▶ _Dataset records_
=== Begin Enclosure ===

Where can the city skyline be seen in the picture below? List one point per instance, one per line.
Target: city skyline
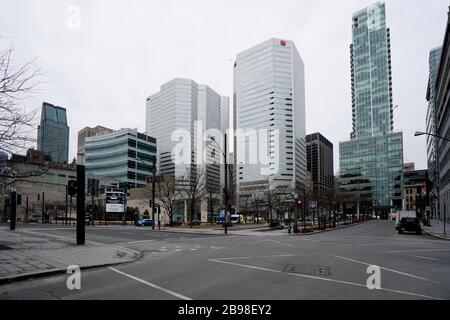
(96, 95)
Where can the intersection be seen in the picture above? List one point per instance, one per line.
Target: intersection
(255, 265)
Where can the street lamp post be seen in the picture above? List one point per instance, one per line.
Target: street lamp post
(418, 134)
(153, 192)
(226, 179)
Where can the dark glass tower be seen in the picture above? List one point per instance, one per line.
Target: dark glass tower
(371, 162)
(53, 133)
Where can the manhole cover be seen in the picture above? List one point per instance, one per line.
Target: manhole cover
(308, 270)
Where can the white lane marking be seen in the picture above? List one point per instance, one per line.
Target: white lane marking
(177, 295)
(324, 279)
(386, 269)
(134, 242)
(424, 250)
(378, 244)
(427, 258)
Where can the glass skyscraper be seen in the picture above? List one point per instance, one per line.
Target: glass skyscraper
(371, 163)
(269, 119)
(53, 133)
(432, 142)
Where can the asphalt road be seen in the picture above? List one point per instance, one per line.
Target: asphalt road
(330, 265)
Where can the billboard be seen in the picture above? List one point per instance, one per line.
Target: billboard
(115, 202)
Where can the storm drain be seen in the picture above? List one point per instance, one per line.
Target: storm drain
(308, 270)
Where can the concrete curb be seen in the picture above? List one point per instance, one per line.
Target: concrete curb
(329, 230)
(53, 272)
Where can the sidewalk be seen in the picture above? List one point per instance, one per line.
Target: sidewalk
(437, 230)
(241, 229)
(27, 254)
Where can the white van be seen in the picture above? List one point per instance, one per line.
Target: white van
(403, 214)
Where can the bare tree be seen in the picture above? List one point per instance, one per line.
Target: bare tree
(165, 193)
(16, 85)
(193, 188)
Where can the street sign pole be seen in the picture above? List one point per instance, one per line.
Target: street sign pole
(13, 215)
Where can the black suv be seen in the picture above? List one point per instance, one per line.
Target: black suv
(410, 225)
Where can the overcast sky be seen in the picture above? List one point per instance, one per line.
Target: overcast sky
(124, 50)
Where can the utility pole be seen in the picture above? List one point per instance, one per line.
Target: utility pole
(81, 204)
(13, 215)
(226, 185)
(43, 208)
(26, 212)
(67, 187)
(154, 194)
(92, 201)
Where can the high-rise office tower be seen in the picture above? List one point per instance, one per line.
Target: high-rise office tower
(443, 124)
(320, 165)
(184, 108)
(371, 162)
(125, 155)
(173, 108)
(53, 133)
(269, 119)
(87, 133)
(431, 123)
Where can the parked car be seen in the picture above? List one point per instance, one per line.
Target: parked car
(410, 225)
(145, 223)
(196, 222)
(403, 214)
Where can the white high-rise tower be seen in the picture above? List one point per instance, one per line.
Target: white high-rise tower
(269, 112)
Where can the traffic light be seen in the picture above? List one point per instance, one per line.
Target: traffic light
(72, 188)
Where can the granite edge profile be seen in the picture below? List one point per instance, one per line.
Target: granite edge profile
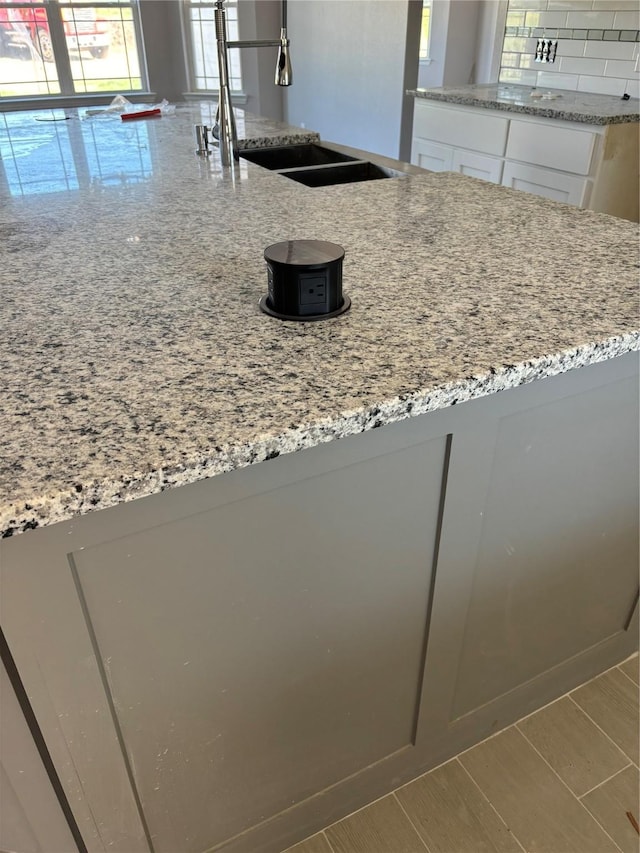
(104, 494)
(277, 141)
(554, 112)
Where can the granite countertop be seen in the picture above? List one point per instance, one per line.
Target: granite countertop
(135, 357)
(582, 107)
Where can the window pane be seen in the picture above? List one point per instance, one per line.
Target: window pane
(101, 41)
(425, 32)
(26, 68)
(203, 47)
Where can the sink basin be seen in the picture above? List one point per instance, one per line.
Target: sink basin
(294, 156)
(341, 173)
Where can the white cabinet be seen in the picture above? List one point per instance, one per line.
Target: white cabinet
(430, 155)
(570, 189)
(586, 165)
(477, 165)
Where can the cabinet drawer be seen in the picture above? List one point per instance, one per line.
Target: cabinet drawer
(461, 128)
(477, 166)
(428, 155)
(567, 188)
(556, 147)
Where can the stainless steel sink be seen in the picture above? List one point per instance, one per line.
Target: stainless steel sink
(340, 173)
(294, 156)
(316, 166)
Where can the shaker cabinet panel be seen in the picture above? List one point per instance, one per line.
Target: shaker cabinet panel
(556, 570)
(477, 166)
(430, 155)
(278, 642)
(543, 144)
(485, 133)
(555, 185)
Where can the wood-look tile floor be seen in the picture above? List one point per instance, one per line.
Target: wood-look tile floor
(559, 781)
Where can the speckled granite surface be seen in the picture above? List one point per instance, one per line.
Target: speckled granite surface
(134, 355)
(570, 106)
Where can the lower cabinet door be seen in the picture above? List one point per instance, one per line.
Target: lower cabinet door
(430, 155)
(477, 165)
(570, 189)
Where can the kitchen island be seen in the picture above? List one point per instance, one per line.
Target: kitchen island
(256, 572)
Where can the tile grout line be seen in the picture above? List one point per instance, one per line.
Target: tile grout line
(326, 838)
(629, 677)
(618, 747)
(415, 828)
(500, 818)
(575, 797)
(595, 787)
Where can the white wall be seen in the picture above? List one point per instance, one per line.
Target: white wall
(348, 60)
(260, 20)
(466, 42)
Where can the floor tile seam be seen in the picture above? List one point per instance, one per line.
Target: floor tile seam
(575, 797)
(591, 720)
(635, 683)
(617, 745)
(491, 805)
(326, 838)
(405, 813)
(356, 811)
(600, 784)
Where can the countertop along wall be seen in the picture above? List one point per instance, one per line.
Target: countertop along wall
(597, 45)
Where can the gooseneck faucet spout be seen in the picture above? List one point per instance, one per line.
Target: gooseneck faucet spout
(225, 128)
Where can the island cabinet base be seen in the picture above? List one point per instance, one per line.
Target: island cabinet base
(234, 664)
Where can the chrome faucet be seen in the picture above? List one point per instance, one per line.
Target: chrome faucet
(225, 128)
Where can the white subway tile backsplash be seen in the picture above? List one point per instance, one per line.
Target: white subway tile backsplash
(591, 20)
(596, 51)
(550, 20)
(512, 44)
(569, 5)
(572, 47)
(619, 68)
(518, 75)
(608, 50)
(626, 21)
(602, 85)
(511, 60)
(549, 80)
(516, 5)
(626, 5)
(580, 65)
(633, 88)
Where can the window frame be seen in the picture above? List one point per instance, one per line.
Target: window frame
(238, 95)
(68, 97)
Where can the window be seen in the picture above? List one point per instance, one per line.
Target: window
(201, 38)
(424, 55)
(425, 32)
(61, 47)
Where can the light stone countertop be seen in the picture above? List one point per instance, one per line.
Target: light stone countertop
(582, 107)
(135, 358)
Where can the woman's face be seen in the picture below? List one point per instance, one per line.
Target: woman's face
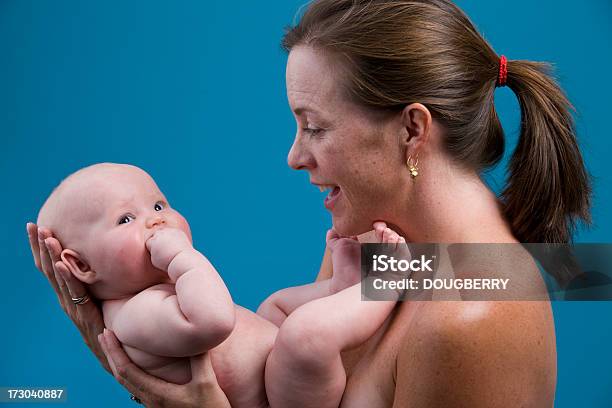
(342, 146)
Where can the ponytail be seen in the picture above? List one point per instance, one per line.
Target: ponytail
(548, 187)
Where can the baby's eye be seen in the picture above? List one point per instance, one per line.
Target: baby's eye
(124, 219)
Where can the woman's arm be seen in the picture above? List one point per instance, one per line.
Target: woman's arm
(202, 391)
(477, 354)
(87, 317)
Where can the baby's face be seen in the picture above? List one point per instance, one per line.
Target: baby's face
(122, 209)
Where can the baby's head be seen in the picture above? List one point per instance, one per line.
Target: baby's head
(103, 215)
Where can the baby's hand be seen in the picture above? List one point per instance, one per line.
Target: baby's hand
(165, 244)
(346, 260)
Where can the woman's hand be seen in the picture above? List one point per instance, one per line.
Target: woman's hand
(202, 391)
(46, 251)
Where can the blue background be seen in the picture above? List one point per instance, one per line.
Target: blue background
(193, 92)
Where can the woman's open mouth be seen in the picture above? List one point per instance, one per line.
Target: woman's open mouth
(333, 195)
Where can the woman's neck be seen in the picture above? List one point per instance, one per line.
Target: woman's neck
(453, 206)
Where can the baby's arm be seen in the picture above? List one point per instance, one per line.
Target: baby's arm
(305, 367)
(198, 317)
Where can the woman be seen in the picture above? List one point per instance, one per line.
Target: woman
(395, 111)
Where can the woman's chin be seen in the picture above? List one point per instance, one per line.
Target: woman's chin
(347, 227)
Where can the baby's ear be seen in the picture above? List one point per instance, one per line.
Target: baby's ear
(78, 267)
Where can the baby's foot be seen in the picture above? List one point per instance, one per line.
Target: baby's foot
(386, 235)
(346, 260)
(396, 247)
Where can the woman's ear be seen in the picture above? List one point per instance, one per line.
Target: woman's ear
(416, 119)
(78, 267)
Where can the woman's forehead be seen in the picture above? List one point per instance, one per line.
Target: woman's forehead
(312, 80)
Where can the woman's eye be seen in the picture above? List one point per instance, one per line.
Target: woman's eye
(312, 131)
(124, 219)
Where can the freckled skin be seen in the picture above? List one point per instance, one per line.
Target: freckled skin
(353, 151)
(428, 354)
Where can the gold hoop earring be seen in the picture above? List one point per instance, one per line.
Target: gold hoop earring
(412, 166)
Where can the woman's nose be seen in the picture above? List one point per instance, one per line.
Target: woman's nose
(300, 157)
(155, 221)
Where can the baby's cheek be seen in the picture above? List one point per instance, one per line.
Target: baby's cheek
(127, 256)
(183, 225)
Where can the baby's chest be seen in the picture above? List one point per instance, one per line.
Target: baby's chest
(370, 371)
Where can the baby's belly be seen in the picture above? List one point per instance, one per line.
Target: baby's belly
(172, 369)
(238, 362)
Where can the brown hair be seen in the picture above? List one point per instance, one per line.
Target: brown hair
(397, 52)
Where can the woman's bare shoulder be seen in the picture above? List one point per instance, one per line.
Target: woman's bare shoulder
(477, 354)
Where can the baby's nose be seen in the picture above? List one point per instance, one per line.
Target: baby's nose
(155, 221)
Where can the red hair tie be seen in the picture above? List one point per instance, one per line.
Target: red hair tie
(503, 71)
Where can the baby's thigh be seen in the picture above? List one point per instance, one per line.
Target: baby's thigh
(239, 362)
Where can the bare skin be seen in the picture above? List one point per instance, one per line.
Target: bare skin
(429, 354)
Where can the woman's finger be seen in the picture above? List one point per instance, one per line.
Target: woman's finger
(205, 380)
(32, 230)
(53, 249)
(45, 259)
(201, 369)
(379, 229)
(127, 373)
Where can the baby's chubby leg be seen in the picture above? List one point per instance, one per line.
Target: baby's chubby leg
(305, 367)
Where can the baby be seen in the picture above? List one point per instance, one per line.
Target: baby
(166, 302)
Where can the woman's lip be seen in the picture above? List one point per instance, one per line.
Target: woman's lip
(332, 198)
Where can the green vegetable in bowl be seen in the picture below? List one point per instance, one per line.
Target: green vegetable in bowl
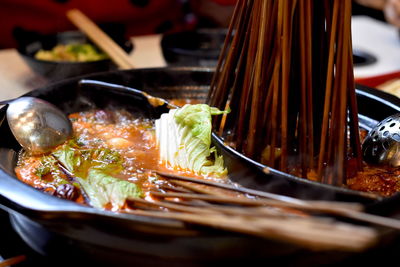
(72, 53)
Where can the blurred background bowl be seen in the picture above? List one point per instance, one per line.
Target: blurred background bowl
(193, 48)
(56, 70)
(202, 48)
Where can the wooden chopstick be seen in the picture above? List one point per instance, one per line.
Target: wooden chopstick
(306, 232)
(100, 38)
(233, 188)
(346, 210)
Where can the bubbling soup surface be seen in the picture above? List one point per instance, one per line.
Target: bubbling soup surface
(110, 137)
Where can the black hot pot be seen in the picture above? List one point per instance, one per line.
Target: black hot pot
(55, 227)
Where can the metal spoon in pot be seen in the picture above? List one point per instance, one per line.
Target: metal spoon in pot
(37, 125)
(382, 144)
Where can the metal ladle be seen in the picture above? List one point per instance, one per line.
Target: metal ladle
(37, 125)
(382, 144)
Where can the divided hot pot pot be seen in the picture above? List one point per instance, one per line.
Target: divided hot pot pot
(54, 226)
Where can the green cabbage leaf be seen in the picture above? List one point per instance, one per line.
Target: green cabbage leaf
(184, 140)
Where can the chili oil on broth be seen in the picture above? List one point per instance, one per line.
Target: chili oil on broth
(117, 130)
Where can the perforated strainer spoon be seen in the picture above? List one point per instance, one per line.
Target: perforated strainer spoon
(37, 125)
(382, 144)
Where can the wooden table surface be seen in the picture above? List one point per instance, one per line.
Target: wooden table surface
(369, 35)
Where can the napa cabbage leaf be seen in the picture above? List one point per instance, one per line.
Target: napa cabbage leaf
(184, 140)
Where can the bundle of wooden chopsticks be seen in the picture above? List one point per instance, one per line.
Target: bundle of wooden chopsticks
(311, 224)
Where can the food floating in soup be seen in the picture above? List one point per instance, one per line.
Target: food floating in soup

=== End Enclosure ===

▶ _EXERCISE_
Only exact lines belong in the answer: those from the beginning of the entries above through the line holding "Where can the dark", with no pictures.

▶ _TASK OUTPUT_
Where can the city skyline be seen in the picture below? List one point per instance, one per line.
Target: city skyline
(96, 95)
Where can the intersection be seen in the picture above? List one point per instance, one per line.
Target: intersection
(255, 265)
Where can the street lamp post be seen in the picture above? List one point per instance, one per line.
Target: street lamp post
(418, 134)
(153, 192)
(226, 179)
Where can the dark glass tower be seen in the picture above? List one point per instance, one per line.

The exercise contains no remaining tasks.